-------- DATASET EXCERPTS --------
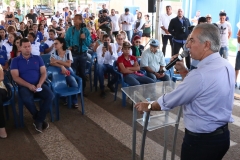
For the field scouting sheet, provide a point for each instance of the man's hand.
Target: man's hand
(82, 36)
(39, 85)
(32, 88)
(142, 106)
(179, 65)
(158, 75)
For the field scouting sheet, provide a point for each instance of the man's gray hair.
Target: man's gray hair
(209, 32)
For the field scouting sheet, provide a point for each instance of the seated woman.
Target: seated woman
(136, 47)
(129, 67)
(3, 94)
(62, 58)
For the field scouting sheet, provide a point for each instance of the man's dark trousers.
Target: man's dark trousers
(165, 39)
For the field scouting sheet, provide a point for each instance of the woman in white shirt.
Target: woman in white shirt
(7, 46)
(62, 58)
(35, 45)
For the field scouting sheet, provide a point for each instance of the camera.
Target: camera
(183, 29)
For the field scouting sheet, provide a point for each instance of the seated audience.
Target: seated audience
(153, 62)
(3, 96)
(136, 47)
(34, 44)
(106, 55)
(62, 58)
(31, 83)
(129, 67)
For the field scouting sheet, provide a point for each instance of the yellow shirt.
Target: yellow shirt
(1, 83)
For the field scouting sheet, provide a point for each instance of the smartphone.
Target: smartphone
(105, 44)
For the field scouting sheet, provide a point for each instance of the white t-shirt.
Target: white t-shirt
(165, 20)
(224, 29)
(35, 48)
(115, 23)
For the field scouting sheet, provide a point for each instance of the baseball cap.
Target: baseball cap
(154, 43)
(126, 45)
(208, 15)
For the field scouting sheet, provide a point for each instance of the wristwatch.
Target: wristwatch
(150, 105)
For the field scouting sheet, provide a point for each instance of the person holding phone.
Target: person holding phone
(106, 55)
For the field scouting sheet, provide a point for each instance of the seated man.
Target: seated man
(29, 72)
(153, 61)
(106, 55)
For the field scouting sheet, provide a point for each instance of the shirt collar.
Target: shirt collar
(208, 58)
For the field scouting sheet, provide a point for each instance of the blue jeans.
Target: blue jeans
(106, 68)
(71, 81)
(133, 79)
(79, 64)
(224, 52)
(152, 76)
(46, 96)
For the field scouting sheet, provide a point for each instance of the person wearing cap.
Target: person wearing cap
(20, 16)
(209, 18)
(56, 17)
(126, 20)
(153, 62)
(104, 7)
(136, 47)
(206, 95)
(106, 55)
(179, 29)
(105, 23)
(237, 64)
(129, 67)
(115, 24)
(225, 34)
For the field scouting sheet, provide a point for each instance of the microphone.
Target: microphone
(184, 54)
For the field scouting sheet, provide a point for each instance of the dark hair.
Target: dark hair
(106, 36)
(104, 11)
(24, 40)
(202, 19)
(5, 33)
(62, 41)
(52, 30)
(14, 49)
(33, 35)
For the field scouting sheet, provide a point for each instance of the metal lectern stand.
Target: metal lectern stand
(151, 92)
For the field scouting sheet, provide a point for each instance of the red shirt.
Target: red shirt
(127, 63)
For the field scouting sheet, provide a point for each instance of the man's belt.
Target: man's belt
(218, 131)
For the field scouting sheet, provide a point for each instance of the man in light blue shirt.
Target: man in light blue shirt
(206, 94)
(153, 61)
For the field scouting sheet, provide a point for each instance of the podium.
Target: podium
(151, 92)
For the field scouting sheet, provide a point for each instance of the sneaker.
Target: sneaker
(111, 88)
(45, 125)
(38, 126)
(103, 94)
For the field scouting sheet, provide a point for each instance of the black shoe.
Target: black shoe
(112, 89)
(103, 94)
(45, 125)
(38, 126)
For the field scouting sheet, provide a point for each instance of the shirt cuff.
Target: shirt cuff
(162, 104)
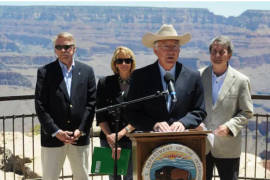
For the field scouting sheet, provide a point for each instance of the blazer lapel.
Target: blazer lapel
(207, 82)
(227, 84)
(76, 74)
(178, 69)
(157, 84)
(61, 81)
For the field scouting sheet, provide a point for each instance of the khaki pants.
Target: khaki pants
(53, 158)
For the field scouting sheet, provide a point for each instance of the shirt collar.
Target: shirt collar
(64, 67)
(163, 71)
(218, 78)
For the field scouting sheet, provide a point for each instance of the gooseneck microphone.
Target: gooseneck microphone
(169, 79)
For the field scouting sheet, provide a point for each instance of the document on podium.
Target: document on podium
(103, 163)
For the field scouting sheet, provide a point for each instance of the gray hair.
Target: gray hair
(224, 41)
(65, 35)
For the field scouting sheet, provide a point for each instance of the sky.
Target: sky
(225, 8)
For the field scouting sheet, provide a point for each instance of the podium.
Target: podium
(144, 143)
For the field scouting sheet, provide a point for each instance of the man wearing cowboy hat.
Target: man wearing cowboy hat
(162, 114)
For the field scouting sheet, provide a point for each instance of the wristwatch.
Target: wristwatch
(128, 129)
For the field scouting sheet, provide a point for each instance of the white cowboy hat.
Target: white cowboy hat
(166, 31)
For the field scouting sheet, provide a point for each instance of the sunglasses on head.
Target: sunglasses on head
(65, 47)
(120, 61)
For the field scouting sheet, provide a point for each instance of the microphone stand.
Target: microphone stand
(115, 110)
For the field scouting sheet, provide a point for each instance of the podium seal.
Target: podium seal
(173, 162)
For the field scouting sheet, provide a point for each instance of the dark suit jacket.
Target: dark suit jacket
(56, 110)
(189, 108)
(109, 93)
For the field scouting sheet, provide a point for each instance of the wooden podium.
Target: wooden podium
(144, 143)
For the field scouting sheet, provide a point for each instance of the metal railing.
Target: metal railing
(19, 134)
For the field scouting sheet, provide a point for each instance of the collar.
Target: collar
(64, 67)
(163, 71)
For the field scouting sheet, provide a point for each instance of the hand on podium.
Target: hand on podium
(201, 127)
(118, 153)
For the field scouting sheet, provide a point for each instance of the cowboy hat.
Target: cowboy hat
(166, 31)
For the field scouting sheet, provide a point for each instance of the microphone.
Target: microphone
(170, 82)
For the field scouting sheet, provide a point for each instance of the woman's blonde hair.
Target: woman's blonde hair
(127, 52)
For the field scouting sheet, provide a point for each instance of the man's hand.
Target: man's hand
(118, 153)
(77, 134)
(111, 139)
(65, 136)
(201, 127)
(162, 127)
(222, 130)
(177, 127)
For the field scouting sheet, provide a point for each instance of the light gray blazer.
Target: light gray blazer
(233, 108)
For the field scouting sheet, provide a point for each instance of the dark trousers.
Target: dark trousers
(228, 168)
(127, 145)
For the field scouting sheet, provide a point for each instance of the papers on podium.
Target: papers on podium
(103, 163)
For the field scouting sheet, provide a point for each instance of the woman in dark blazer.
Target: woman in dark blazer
(112, 90)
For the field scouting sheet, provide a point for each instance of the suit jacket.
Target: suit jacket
(56, 110)
(109, 93)
(189, 108)
(233, 108)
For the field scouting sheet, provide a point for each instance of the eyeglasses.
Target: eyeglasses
(65, 47)
(215, 52)
(120, 61)
(172, 48)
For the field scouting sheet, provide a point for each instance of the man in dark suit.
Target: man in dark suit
(162, 114)
(65, 105)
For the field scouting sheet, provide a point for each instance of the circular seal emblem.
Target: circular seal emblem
(173, 162)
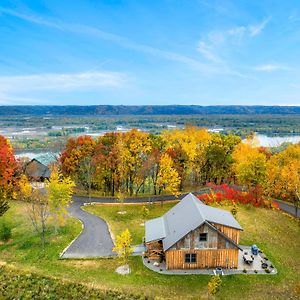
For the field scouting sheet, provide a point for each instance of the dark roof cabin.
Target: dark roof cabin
(192, 235)
(37, 171)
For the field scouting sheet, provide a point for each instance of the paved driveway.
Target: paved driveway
(95, 239)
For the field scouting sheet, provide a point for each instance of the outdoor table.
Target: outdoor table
(248, 258)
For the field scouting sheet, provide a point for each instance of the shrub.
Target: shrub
(214, 284)
(5, 232)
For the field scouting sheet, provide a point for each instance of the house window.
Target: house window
(190, 258)
(203, 237)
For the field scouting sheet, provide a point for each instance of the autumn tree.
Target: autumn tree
(249, 164)
(133, 147)
(168, 178)
(86, 173)
(75, 150)
(59, 192)
(123, 246)
(189, 144)
(218, 158)
(37, 207)
(8, 168)
(107, 163)
(283, 175)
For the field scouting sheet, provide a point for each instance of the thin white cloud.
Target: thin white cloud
(212, 44)
(60, 82)
(271, 68)
(121, 41)
(208, 52)
(258, 28)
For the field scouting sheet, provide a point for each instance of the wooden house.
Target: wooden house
(192, 235)
(36, 171)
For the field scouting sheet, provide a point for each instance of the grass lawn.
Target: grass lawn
(276, 233)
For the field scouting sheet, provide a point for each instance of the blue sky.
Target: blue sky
(143, 52)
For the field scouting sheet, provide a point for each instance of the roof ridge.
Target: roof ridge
(197, 206)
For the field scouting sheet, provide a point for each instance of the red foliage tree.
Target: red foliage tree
(8, 166)
(223, 192)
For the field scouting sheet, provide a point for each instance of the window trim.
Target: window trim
(201, 240)
(190, 258)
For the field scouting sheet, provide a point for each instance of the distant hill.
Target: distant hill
(110, 110)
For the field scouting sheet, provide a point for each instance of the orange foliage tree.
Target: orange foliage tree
(8, 167)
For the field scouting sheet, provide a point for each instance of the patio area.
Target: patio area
(260, 265)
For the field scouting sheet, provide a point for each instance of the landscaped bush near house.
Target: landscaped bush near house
(224, 193)
(19, 285)
(5, 232)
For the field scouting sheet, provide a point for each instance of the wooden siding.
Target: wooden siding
(232, 233)
(191, 240)
(225, 258)
(155, 250)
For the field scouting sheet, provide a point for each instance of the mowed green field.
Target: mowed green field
(274, 232)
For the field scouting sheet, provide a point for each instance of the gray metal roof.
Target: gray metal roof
(184, 217)
(155, 229)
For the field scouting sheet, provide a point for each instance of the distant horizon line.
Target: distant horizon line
(145, 105)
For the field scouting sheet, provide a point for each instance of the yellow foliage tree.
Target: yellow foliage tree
(190, 143)
(59, 190)
(249, 163)
(123, 246)
(37, 206)
(168, 178)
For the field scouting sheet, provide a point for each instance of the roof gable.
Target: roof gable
(184, 217)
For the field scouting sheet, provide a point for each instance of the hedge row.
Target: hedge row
(17, 285)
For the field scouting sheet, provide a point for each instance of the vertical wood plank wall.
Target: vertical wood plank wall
(225, 258)
(232, 233)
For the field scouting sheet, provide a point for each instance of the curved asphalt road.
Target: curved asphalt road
(94, 240)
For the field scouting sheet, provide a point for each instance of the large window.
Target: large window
(190, 258)
(203, 237)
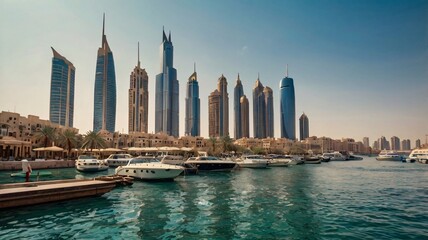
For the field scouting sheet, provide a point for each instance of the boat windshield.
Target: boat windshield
(143, 160)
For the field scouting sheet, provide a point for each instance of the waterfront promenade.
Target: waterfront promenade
(365, 199)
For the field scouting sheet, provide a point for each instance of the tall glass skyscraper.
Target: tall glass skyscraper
(218, 110)
(166, 97)
(259, 110)
(269, 111)
(61, 108)
(193, 107)
(138, 99)
(304, 126)
(287, 108)
(105, 88)
(238, 93)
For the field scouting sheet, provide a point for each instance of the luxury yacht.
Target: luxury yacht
(420, 155)
(210, 163)
(86, 163)
(149, 168)
(279, 160)
(116, 160)
(252, 161)
(388, 156)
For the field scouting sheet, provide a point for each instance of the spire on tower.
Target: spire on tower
(138, 54)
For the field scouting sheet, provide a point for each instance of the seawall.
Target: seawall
(16, 165)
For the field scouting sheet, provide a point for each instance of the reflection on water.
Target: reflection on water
(337, 200)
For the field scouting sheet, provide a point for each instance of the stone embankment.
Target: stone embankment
(16, 165)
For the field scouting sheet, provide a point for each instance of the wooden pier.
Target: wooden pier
(23, 194)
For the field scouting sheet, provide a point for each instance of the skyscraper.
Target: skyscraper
(269, 111)
(138, 99)
(245, 117)
(105, 88)
(214, 114)
(259, 110)
(304, 126)
(287, 108)
(193, 107)
(395, 143)
(218, 104)
(61, 108)
(238, 93)
(166, 99)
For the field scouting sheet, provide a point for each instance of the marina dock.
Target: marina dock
(30, 193)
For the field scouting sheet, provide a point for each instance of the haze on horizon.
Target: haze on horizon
(360, 68)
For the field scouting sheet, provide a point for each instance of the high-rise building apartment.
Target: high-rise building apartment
(61, 108)
(418, 143)
(193, 107)
(287, 108)
(269, 111)
(395, 143)
(304, 126)
(366, 142)
(138, 99)
(218, 104)
(259, 110)
(214, 100)
(238, 93)
(166, 97)
(105, 88)
(245, 117)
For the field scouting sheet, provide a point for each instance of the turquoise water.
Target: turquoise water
(337, 200)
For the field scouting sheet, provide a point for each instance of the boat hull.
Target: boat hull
(150, 172)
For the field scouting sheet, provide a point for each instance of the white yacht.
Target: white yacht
(420, 155)
(210, 163)
(334, 156)
(388, 156)
(149, 168)
(279, 160)
(116, 160)
(87, 163)
(252, 161)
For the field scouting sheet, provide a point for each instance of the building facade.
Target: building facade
(287, 108)
(304, 126)
(193, 107)
(167, 92)
(214, 100)
(105, 88)
(259, 110)
(138, 99)
(245, 117)
(238, 93)
(61, 107)
(269, 112)
(218, 108)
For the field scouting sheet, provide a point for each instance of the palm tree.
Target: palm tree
(68, 139)
(47, 133)
(93, 140)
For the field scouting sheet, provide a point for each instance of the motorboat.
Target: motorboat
(210, 163)
(179, 161)
(252, 161)
(149, 168)
(118, 159)
(388, 156)
(87, 163)
(279, 160)
(312, 160)
(420, 155)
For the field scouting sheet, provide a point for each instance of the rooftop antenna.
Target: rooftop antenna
(286, 70)
(138, 54)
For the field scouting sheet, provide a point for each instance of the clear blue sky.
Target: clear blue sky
(360, 68)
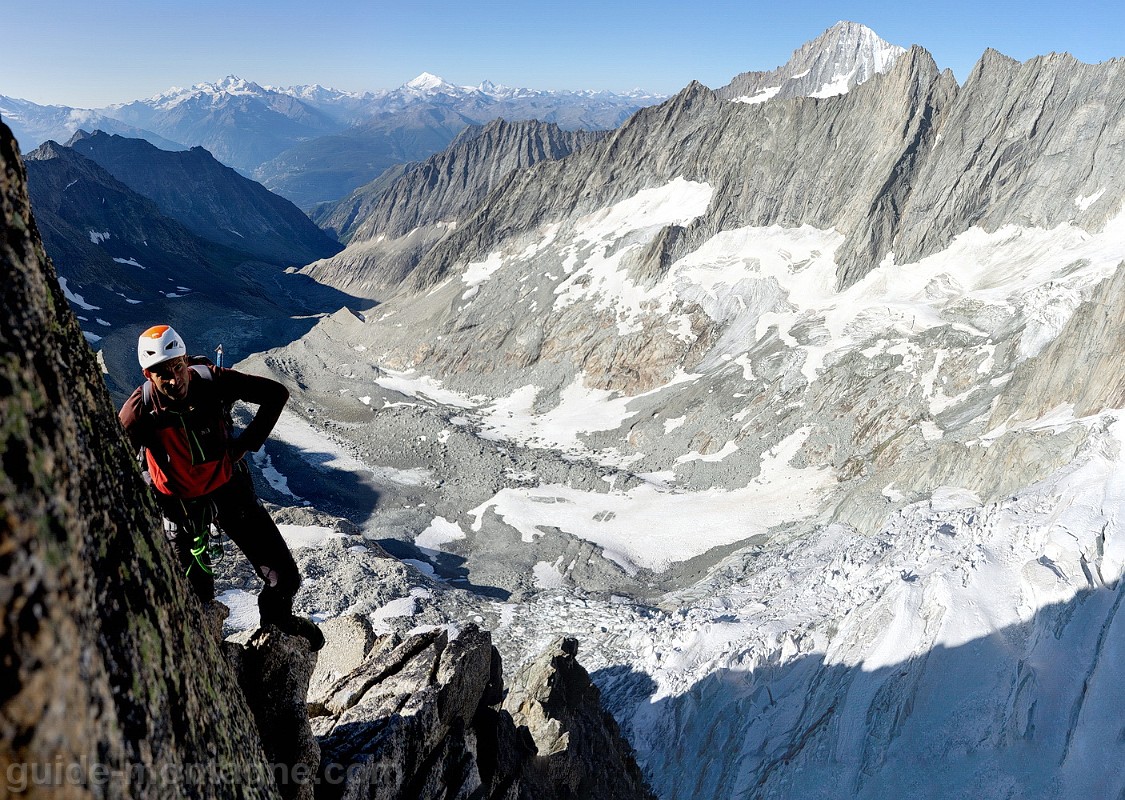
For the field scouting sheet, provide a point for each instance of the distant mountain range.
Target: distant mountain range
(313, 144)
(138, 234)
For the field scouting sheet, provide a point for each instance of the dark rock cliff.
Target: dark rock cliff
(108, 668)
--------
• [DIRECTIONS]: Your reply should hold only the lines running from the one with "the rooftop antenna." to the end of the data above, set down exactly, pictures omitted.

• [OUTPUT OF THE EXERCISE]:
For the field scouting sheet, provide a point for each instance of the rooftop antenna.
Target: rooftop antenna
(286, 70)
(138, 54)
For the field scouting sheet, provide a point for each instance of the clear blue sky.
Target: clear blue sky
(360, 68)
For the field scouting sheet, provide a point for each instance of the distant mountain range.
Target: distant mountain range
(313, 144)
(138, 234)
For the field scouting sheet, provide a point for each instance of the dark rock cliff.
Target: dark rock cliff
(108, 668)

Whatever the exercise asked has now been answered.